• [Problem description] Reproduce word for word the lines of the listing below, from the line with "Reviewer note: confirm that each instance of the porch" to the line with "column 559, row 66", including both of those lines and nothing else.

Image object location entries
######

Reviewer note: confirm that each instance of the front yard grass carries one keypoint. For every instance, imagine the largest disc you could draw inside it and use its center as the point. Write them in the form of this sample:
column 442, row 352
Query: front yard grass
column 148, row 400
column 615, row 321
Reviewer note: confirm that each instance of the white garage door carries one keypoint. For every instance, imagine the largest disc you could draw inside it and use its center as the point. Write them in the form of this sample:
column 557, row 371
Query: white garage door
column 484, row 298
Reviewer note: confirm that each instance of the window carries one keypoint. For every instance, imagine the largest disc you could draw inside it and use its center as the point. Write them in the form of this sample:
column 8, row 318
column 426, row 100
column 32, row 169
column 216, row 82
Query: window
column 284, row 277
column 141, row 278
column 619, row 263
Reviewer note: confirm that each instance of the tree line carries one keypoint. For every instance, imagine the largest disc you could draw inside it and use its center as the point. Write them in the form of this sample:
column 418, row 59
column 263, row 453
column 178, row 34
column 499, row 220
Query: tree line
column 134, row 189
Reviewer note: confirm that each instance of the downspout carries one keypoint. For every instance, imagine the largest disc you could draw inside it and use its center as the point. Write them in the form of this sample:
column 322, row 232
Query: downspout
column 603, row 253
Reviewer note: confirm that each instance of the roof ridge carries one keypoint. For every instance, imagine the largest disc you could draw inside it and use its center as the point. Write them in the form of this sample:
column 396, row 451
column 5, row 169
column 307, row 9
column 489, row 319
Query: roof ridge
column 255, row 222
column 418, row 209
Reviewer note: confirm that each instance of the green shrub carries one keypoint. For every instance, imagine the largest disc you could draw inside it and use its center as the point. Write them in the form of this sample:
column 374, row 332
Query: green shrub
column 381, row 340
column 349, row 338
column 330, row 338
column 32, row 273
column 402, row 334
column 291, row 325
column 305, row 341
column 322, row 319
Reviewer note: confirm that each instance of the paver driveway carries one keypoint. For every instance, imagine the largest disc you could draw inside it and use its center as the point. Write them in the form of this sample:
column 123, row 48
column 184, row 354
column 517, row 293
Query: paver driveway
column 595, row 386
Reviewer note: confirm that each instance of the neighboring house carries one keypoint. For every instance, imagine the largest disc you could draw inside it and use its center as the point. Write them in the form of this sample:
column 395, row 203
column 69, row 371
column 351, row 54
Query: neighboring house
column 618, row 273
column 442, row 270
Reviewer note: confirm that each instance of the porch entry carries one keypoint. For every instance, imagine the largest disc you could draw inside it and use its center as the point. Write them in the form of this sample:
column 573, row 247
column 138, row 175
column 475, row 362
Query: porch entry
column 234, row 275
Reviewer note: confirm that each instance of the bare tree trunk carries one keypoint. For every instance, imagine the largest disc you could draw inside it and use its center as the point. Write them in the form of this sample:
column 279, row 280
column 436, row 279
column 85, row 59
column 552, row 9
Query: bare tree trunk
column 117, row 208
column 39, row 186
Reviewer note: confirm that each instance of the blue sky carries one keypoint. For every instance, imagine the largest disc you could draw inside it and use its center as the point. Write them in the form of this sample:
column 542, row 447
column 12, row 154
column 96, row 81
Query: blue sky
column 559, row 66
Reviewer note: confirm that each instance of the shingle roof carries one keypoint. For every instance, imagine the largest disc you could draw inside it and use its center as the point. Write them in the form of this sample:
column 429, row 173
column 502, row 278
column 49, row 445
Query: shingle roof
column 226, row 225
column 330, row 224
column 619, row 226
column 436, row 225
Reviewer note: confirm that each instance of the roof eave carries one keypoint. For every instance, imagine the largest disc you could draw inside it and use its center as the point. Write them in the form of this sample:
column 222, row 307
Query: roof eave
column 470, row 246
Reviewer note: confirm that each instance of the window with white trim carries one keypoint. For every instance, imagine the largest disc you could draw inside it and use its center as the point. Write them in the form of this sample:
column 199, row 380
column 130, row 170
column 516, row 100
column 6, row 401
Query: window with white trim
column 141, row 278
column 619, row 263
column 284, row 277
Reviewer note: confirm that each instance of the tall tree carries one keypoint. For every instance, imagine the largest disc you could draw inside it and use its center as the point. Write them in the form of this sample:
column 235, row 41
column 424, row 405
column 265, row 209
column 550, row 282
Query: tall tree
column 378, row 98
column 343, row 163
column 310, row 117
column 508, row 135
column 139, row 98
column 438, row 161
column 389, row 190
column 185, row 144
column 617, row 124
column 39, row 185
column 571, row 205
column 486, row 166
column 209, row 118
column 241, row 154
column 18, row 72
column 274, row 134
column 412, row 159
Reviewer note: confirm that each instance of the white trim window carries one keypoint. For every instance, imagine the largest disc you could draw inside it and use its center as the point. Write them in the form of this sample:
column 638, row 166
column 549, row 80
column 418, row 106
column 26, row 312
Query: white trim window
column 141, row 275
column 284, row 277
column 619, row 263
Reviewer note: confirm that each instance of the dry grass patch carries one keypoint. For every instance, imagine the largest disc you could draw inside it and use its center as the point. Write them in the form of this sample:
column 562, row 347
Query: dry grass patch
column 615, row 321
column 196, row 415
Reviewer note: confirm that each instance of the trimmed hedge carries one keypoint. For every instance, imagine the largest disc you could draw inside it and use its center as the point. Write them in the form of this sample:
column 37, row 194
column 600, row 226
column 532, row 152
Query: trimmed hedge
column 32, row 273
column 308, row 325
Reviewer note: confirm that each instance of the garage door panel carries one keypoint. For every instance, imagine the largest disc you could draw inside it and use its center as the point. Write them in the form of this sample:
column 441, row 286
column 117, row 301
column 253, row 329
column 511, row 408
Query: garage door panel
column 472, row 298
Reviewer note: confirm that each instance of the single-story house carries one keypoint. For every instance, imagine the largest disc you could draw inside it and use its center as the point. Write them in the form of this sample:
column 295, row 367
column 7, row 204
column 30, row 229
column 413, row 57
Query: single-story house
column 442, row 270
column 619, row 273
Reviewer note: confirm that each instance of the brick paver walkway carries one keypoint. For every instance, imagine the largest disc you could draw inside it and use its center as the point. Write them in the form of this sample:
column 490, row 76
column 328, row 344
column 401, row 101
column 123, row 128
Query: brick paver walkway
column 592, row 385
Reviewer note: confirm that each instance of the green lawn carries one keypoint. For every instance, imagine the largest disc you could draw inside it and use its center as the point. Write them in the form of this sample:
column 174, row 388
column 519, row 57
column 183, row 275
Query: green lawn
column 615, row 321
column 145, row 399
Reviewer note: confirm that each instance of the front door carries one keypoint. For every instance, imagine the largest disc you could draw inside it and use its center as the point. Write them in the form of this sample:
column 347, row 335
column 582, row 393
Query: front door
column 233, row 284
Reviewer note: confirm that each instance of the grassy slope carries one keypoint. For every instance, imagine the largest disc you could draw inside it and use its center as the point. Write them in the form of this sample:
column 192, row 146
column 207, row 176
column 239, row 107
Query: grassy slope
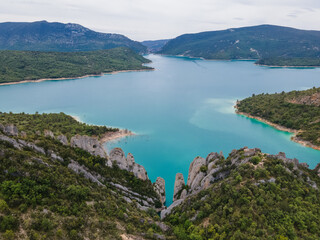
column 27, row 65
column 239, row 208
column 58, row 123
column 256, row 42
column 38, row 201
column 277, row 109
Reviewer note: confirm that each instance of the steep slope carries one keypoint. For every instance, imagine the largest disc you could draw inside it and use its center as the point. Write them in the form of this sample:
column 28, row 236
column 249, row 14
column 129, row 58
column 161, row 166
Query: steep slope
column 297, row 111
column 258, row 42
column 249, row 195
column 45, row 36
column 19, row 66
column 56, row 186
column 155, row 45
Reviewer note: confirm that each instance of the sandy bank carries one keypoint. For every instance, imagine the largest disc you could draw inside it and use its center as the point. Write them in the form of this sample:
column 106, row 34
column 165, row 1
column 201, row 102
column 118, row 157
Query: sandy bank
column 71, row 78
column 112, row 136
column 294, row 138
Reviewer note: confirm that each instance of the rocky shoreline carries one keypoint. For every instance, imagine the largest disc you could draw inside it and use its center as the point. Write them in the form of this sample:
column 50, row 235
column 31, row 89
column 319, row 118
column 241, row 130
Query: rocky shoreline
column 294, row 138
column 71, row 78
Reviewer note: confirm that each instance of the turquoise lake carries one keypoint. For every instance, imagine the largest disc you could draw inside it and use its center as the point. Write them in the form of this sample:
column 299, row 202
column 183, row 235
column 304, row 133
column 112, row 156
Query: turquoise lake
column 181, row 110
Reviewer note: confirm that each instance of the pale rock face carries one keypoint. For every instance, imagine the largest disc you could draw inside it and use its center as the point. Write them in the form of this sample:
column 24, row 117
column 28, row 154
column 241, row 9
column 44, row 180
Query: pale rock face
column 130, row 161
column 89, row 144
column 63, row 139
column 48, row 133
column 140, row 172
column 117, row 155
column 179, row 183
column 11, row 130
column 159, row 187
column 194, row 169
column 183, row 194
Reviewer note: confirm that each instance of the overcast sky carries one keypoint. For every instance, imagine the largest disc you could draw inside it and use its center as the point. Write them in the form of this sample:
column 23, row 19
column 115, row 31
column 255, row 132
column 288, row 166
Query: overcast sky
column 160, row 19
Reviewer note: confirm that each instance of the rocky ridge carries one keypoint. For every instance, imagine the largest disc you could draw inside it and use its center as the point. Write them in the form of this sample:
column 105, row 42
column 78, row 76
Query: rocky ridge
column 94, row 147
column 204, row 172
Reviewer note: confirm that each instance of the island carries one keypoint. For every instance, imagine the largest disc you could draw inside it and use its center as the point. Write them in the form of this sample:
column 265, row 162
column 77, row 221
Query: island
column 297, row 112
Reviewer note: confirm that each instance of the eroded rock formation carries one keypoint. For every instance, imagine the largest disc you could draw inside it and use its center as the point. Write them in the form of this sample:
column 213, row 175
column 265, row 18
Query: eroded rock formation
column 117, row 156
column 159, row 187
column 89, row 144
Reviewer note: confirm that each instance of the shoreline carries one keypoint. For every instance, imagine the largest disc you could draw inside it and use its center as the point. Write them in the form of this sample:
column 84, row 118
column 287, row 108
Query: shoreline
column 110, row 136
column 113, row 136
column 278, row 66
column 74, row 78
column 293, row 138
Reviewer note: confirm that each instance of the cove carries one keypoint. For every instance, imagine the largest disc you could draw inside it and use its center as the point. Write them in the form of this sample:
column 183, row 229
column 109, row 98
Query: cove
column 181, row 110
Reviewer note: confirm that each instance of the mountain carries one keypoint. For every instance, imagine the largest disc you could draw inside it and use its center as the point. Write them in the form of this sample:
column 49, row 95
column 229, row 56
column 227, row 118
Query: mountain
column 248, row 195
column 20, row 66
column 296, row 111
column 57, row 182
column 257, row 42
column 45, row 36
column 155, row 45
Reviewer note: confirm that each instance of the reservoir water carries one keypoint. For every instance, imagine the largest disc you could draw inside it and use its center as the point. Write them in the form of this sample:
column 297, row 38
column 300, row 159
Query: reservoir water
column 181, row 110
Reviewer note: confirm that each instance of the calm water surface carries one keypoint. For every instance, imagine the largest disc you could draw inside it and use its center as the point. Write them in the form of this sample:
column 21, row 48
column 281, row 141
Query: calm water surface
column 181, row 110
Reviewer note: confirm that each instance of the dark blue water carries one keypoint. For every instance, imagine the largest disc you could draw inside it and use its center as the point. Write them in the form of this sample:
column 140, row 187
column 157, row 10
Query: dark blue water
column 181, row 110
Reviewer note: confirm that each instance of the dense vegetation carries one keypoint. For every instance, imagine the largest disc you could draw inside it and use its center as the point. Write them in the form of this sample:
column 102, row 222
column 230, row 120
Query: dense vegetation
column 154, row 45
column 45, row 36
column 26, row 65
column 42, row 198
column 289, row 110
column 264, row 198
column 58, row 123
column 292, row 62
column 257, row 42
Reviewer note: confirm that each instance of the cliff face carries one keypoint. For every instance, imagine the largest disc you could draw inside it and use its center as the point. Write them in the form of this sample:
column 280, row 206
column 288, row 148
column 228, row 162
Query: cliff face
column 74, row 191
column 205, row 172
column 117, row 157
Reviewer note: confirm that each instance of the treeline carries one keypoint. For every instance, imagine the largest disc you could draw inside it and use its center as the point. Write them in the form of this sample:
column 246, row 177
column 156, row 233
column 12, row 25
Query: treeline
column 279, row 108
column 291, row 62
column 256, row 201
column 29, row 65
column 42, row 198
column 58, row 123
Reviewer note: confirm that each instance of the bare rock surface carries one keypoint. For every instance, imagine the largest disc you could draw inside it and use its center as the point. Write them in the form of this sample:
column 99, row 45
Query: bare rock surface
column 179, row 184
column 159, row 187
column 117, row 156
column 63, row 139
column 89, row 144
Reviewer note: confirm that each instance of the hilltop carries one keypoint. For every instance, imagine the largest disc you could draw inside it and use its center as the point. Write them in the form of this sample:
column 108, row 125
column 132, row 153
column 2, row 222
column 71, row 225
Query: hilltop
column 296, row 111
column 277, row 44
column 19, row 66
column 60, row 37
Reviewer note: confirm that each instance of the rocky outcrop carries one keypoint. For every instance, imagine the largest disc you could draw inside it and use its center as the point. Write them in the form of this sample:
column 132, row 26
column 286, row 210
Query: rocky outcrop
column 317, row 169
column 89, row 144
column 167, row 211
column 117, row 157
column 48, row 133
column 63, row 139
column 10, row 130
column 159, row 187
column 179, row 184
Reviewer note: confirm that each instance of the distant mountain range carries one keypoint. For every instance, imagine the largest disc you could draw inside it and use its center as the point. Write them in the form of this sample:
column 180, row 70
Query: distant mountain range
column 155, row 45
column 257, row 42
column 45, row 36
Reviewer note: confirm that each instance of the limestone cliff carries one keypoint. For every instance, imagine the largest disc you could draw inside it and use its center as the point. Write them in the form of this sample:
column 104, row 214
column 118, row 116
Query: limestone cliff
column 89, row 144
column 204, row 172
column 159, row 187
column 117, row 157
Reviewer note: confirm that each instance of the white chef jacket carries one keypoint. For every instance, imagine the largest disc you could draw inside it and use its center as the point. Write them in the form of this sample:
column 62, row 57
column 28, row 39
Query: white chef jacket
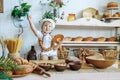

######

• [Expected answer]
Reviewer note: confirm that each instance of the porch entry carries one keypoint. For every instance, imagine the largest disc you could draw inside it and use its center as the point. Write them in the form of this sample:
column 573, row 247
column 138, row 175
column 475, row 362
Query: porch entry
column 234, row 275
Reviewer note: confirm that each instance of the bare tree trunk carries one keypoint. For every instance, imagine the largest disc you could draw inside it and use its center as the point. Write them in the form of this sample:
column 279, row 280
column 436, row 279
column 85, row 59
column 552, row 9
Query: bare tree trunk
column 117, row 208
column 39, row 186
Reviewer note: confirm that each instance of the blue sky carries one keypoint. For every instance, imagine the largest disc you could draw inside it and use its center as the point. Write them in the form of this sample:
column 542, row 447
column 12, row 154
column 96, row 81
Query: blue sky
column 559, row 66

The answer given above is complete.